**Directives**.
- 1) Quote the passage of the Route 34 text between "Route 34 is a state" and "along its route.", inclusive.
- 2) Answer these questions using the Route 34 text:
(a) In what year was the route legislated?
(b) Which route does Route 34 intersect in Colts Neck Township?
(c) Which racetrack does the road pass by?

**Reading text**.
---+---

Route 34 is a state highway in the central part of the U.S. state of New Jersey. The route runs  from an intersection with Route 35 and Route 70 (the former Brielle Circle) in Wall Township, Monmouth County north to an intersection with U.S. Route 9 (US 9) in Old Bridge Township, Middlesex County. The route is a four-lane divided highway between its southern terminus and the north end of the Route 33 concurrency in Howell Township; along this stretch, the route intersects the Garden State Parkway and Interstate 195 (I-195)/Route 138 within a short distance of each other. North of Route 33, Route 34 is an undivided two- to four-lane road that intersects Route 18 in Colts Neck Township and Route 79 in Matawan. Route 34 passes through mostly suburban areas along its route.

The route was legislated in 1927 to run from Route 35 (present Route 88) in Laurelton north to Route 4 (present Route 79) in Matawan. The current alignment of Route 34 north of Matawan was a part of Route 4 (and later US 9) until it became a part of Route 4A following a realignment of US 9 and Route 4. In 1953, Route 34 was extended north along Route 4A to end at US 9 in Old Bridge Township. Meanwhile, the southern terminus was cut back to its current location with the route south of that point becoming a part of Route 70. Since 1953, the southern portion of the route was widened into a divided highway and the Brielle Circle was replaced.

Route description

Route 34 begins at an intersection with Route 35 and Route 70 in Wall Township, Monmouth County at the former Brielle Circle, heading to the northwest on a six-lane undivided road. A short distance past this intersection, the route becomes a four-lane divided highway that passes through suburban development with some woods. It passes over the Capital to Coast Trail and interchanges with County Route 524 Spur (CR 524 Spur) before reaching the Allenwood Circle, where Route 34 intersects CR 524. Past the Allenwood Circle, the road continues northwest to a partial interchange with the Garden State Parkway. This interchange has access to the northbound Garden State Parkway from northbound Route 34, to the southbound Garden State Parkway from southbound Route 34, and to both directions of Route 34 from the southbound Garden State Parkway. Immediately past this interchange, the road intersects CR 30 before coming to a cloverleaf interchange with I-195 and Route 138. Route 34 provides the missing movements between the southbound Garden State Parkway and I-195/Route 138. From here, the road passes through woodland before heading into commercial and industrial areas, where it passes by the Wall Stadium racetrack and the Monmouth Executive Airport. The route enters wooded residential and business areas where it intersects Belmar Boulevard and Megill Road, which are both distinct segments of CR 18. Route 34 continues north before it intersects Route 33 and CR 547 at the Collingwood Circle.

---+---

**Dataset excerpts**.
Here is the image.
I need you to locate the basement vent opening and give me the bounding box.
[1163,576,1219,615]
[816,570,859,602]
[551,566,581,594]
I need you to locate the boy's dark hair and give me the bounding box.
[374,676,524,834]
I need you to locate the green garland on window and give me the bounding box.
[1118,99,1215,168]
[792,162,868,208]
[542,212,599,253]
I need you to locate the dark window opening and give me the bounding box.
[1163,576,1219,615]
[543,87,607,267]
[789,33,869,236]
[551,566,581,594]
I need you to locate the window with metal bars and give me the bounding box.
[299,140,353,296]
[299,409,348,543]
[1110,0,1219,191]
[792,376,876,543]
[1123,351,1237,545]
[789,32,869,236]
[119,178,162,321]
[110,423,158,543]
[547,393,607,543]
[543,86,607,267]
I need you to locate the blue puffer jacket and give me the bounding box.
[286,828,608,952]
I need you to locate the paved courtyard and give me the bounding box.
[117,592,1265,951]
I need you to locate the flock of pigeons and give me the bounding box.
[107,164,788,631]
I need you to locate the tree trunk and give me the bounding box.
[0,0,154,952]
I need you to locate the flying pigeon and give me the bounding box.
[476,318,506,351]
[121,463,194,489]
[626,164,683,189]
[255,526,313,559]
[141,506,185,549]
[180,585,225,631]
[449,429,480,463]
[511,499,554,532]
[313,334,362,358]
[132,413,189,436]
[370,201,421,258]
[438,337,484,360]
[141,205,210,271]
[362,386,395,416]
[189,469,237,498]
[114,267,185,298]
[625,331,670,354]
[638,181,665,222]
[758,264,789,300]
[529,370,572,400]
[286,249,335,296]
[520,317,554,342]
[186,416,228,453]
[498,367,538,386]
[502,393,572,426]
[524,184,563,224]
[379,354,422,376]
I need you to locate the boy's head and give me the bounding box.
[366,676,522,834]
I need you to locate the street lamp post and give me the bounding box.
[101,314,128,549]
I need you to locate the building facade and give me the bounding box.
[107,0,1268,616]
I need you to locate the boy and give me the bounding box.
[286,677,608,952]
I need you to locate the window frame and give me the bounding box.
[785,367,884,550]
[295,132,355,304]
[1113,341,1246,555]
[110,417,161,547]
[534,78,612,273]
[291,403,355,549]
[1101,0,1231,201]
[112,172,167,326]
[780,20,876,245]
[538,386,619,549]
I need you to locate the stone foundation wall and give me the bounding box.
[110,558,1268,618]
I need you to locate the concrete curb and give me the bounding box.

---+---

**Worked answers**.
- 1)
Route 34 is a state highway in the central part of the U.S. state of New Jersey. The route runs  from an intersection with Route 35 and Route 70 (the former Brielle Circle) in Wall Township, Monmouth County north to an intersection with U.S. Route 9 (US 9) in Old Bridge Township, Middlesex County. The route is a four-lane divided highway between its southern terminus and the north end of the Route 33 concurrency in Howell Township; along this stretch, the route intersects the Garden State Parkway and Interstate 195 (I-195)/Route 138 within a short distance of each other. North of Route 33, Route 34 is an undivided two- to four-lane road that intersects Route 18 in Colts Neck Township and Route 79 in Matawan. Route 34 passes through mostly suburban areas along its route.

- 2)
(a) 1927
(b) Route 18
(c) Wall Stadium